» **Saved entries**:
+--

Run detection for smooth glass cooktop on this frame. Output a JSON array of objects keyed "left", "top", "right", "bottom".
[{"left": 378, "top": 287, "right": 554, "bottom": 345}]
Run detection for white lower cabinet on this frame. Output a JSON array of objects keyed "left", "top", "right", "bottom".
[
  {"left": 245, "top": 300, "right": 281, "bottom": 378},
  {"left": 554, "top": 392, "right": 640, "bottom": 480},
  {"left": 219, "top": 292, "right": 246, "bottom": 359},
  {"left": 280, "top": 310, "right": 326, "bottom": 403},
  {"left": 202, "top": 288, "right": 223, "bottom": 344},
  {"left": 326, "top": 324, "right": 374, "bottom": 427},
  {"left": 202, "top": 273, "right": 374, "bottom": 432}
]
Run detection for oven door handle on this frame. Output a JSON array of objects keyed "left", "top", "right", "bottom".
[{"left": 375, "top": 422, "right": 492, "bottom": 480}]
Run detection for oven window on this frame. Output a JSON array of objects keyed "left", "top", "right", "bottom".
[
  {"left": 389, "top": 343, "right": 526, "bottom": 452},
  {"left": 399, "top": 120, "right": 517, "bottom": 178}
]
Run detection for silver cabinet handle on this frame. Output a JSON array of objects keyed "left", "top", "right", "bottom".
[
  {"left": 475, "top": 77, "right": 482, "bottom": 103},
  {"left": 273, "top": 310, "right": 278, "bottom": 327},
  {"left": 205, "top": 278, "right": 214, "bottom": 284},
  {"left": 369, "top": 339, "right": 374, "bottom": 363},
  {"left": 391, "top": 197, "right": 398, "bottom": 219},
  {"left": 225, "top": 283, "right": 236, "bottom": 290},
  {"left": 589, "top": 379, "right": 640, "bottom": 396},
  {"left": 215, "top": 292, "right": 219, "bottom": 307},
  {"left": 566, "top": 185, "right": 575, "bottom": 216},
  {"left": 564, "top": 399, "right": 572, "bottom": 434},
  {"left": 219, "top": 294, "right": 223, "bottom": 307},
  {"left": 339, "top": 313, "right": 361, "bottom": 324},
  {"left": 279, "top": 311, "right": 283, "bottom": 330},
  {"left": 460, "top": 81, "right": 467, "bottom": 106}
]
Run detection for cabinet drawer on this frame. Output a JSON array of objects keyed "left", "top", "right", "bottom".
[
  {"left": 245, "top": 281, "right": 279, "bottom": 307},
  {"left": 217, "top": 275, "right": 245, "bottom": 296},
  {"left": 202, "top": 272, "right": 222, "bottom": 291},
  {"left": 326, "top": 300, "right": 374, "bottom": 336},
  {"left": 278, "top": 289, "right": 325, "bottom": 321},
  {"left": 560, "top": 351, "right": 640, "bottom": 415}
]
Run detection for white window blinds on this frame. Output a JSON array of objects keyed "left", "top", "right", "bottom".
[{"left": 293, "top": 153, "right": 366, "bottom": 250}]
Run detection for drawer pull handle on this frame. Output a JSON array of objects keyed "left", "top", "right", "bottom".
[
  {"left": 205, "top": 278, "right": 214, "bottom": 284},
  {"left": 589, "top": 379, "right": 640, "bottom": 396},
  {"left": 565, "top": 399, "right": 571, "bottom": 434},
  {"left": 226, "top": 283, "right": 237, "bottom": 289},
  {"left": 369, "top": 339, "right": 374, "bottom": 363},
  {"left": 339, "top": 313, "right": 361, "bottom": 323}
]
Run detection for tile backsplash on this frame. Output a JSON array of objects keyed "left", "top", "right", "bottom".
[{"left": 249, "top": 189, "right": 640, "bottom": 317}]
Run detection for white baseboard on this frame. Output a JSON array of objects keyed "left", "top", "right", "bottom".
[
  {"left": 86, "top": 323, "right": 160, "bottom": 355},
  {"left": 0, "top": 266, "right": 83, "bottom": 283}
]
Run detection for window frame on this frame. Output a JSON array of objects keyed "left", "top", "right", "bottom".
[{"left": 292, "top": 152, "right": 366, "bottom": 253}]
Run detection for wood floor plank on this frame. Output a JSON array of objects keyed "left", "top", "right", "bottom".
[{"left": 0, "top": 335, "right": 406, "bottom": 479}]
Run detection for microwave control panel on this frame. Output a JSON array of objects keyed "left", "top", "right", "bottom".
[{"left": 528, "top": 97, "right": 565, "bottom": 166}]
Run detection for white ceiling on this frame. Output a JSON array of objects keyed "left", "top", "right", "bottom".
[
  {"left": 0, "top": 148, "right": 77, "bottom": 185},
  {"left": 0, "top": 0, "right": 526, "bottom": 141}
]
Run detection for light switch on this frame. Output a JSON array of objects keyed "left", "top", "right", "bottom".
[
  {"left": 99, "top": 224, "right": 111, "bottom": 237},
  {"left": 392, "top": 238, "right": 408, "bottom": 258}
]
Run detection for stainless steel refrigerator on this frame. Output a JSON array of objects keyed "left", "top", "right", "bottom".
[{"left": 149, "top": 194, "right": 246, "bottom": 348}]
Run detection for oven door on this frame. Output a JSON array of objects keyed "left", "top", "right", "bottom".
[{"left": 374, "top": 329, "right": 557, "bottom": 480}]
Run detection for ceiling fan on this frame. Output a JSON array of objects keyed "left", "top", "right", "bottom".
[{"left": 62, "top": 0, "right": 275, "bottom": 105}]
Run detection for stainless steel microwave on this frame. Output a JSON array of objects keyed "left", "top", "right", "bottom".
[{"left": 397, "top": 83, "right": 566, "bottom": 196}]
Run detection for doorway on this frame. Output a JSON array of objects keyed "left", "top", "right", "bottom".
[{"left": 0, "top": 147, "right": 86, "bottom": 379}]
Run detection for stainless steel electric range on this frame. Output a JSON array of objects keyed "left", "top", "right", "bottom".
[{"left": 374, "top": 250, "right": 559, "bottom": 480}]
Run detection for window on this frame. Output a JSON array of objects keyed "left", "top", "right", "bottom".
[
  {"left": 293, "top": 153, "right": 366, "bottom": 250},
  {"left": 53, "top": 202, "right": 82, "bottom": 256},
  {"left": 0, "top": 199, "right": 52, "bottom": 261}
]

+--

» **What to do**: Each line above should be output exactly as written.

» **Problem solution**:
Run detection for smooth glass cooktop on this frame. Output a JSON array of objects keyed "left", "top", "right", "bottom".
[{"left": 378, "top": 287, "right": 554, "bottom": 345}]
Run detection for white lower cabinet on this frame. Output a JSON array of objects keyed "left", "top", "right", "bottom".
[
  {"left": 245, "top": 300, "right": 281, "bottom": 378},
  {"left": 554, "top": 392, "right": 640, "bottom": 480},
  {"left": 219, "top": 292, "right": 246, "bottom": 359},
  {"left": 280, "top": 310, "right": 326, "bottom": 403},
  {"left": 202, "top": 288, "right": 223, "bottom": 344},
  {"left": 326, "top": 324, "right": 374, "bottom": 427},
  {"left": 202, "top": 273, "right": 374, "bottom": 432}
]
Run detection for oven door handle on this frame. Output a JSON array of objects keyed "left", "top", "right", "bottom".
[{"left": 375, "top": 422, "right": 492, "bottom": 480}]
Run detection for oven window on this frame. Output a JSON array of objects keyed "left", "top", "right", "bottom".
[
  {"left": 389, "top": 343, "right": 526, "bottom": 452},
  {"left": 399, "top": 120, "right": 517, "bottom": 178}
]
Run detection for silver cabinet handle on this frame. Output a JSON array of objects keyed "left", "top", "right", "bottom".
[
  {"left": 475, "top": 77, "right": 482, "bottom": 103},
  {"left": 273, "top": 310, "right": 278, "bottom": 327},
  {"left": 205, "top": 278, "right": 214, "bottom": 284},
  {"left": 369, "top": 339, "right": 374, "bottom": 363},
  {"left": 391, "top": 197, "right": 398, "bottom": 219},
  {"left": 225, "top": 283, "right": 236, "bottom": 290},
  {"left": 589, "top": 379, "right": 640, "bottom": 396},
  {"left": 215, "top": 292, "right": 219, "bottom": 307},
  {"left": 566, "top": 185, "right": 575, "bottom": 216},
  {"left": 564, "top": 399, "right": 572, "bottom": 434},
  {"left": 219, "top": 294, "right": 223, "bottom": 307},
  {"left": 339, "top": 313, "right": 361, "bottom": 324},
  {"left": 279, "top": 311, "right": 283, "bottom": 330},
  {"left": 460, "top": 81, "right": 467, "bottom": 106}
]
Run detection for cabinet drawer on this frame. Output a JSON array of objects keyed "left", "top", "right", "bottom".
[
  {"left": 245, "top": 281, "right": 279, "bottom": 307},
  {"left": 217, "top": 275, "right": 245, "bottom": 296},
  {"left": 202, "top": 272, "right": 222, "bottom": 291},
  {"left": 326, "top": 300, "right": 374, "bottom": 336},
  {"left": 278, "top": 289, "right": 325, "bottom": 321},
  {"left": 560, "top": 351, "right": 640, "bottom": 415}
]
Run detection for white window blinds on this frame. Output a JSON array of objects keyed "left", "top", "right", "bottom".
[{"left": 293, "top": 153, "right": 366, "bottom": 250}]
Run detection for drawer pull handle on this frame. Output a JSON array of objects keyed "left", "top", "right", "bottom".
[
  {"left": 205, "top": 278, "right": 214, "bottom": 284},
  {"left": 589, "top": 379, "right": 640, "bottom": 396},
  {"left": 565, "top": 399, "right": 571, "bottom": 434},
  {"left": 226, "top": 283, "right": 237, "bottom": 289},
  {"left": 369, "top": 339, "right": 374, "bottom": 363},
  {"left": 339, "top": 313, "right": 361, "bottom": 323}
]
Run detection for tile backsplash on this frame. Output a JSON array of objects keyed "left", "top", "right", "bottom".
[{"left": 249, "top": 189, "right": 640, "bottom": 317}]
Run detection for white baseboard on this frame. Output a JSON array of objects keyed "left", "top", "right", "bottom".
[
  {"left": 86, "top": 323, "right": 160, "bottom": 355},
  {"left": 0, "top": 266, "right": 83, "bottom": 283}
]
Run detection for window frame on this frame. Output a JSON array of objects keyed "left", "top", "right", "bottom".
[{"left": 292, "top": 152, "right": 366, "bottom": 253}]
Run detection for wood floor plank on this frame. Output a JSON array of objects keyed "left", "top", "right", "bottom".
[{"left": 0, "top": 335, "right": 406, "bottom": 479}]
Run detection for microwave control panel on this frame. Output a JSON array of objects keyed "left", "top", "right", "bottom".
[{"left": 528, "top": 97, "right": 565, "bottom": 166}]
Run detection for white ceiling on this frame. Output a JSON array of objects keyed "left", "top", "right", "bottom".
[
  {"left": 0, "top": 148, "right": 77, "bottom": 185},
  {"left": 0, "top": 0, "right": 526, "bottom": 141}
]
Run detection for light switch on this frame. Output a JSON array of objects keyed "left", "top", "right", "bottom".
[
  {"left": 99, "top": 224, "right": 111, "bottom": 237},
  {"left": 392, "top": 238, "right": 408, "bottom": 258}
]
Run detection for stainless steel refrigerator on this frame. Output a JSON array of objects keyed "left", "top", "right", "bottom".
[{"left": 149, "top": 194, "right": 246, "bottom": 348}]
Run detection for oven door on this frame. Output a JSON array of objects keyed "left", "top", "right", "bottom".
[{"left": 374, "top": 329, "right": 557, "bottom": 480}]
Run detection for ceiling fan on this frame. Output a JSON array of objects keyed "left", "top", "right", "bottom".
[{"left": 62, "top": 0, "right": 275, "bottom": 105}]
Run detection for stainless steel microwave on this frame. Output a JSON array of objects keyed "left", "top", "right", "bottom".
[{"left": 397, "top": 83, "right": 566, "bottom": 196}]
Run detection for doorway on this frame. Output a JSON array of objects keyed "left", "top", "right", "bottom".
[{"left": 0, "top": 147, "right": 86, "bottom": 379}]
Run detection for stainless steel electric range on this frame. Output a JSON array of objects keyed "left", "top", "right", "bottom".
[{"left": 374, "top": 250, "right": 559, "bottom": 480}]
Run detection for window on this frame. Output a JSON array of objects keyed "left", "top", "right", "bottom".
[
  {"left": 293, "top": 153, "right": 366, "bottom": 250},
  {"left": 53, "top": 202, "right": 82, "bottom": 256},
  {"left": 0, "top": 199, "right": 52, "bottom": 261}
]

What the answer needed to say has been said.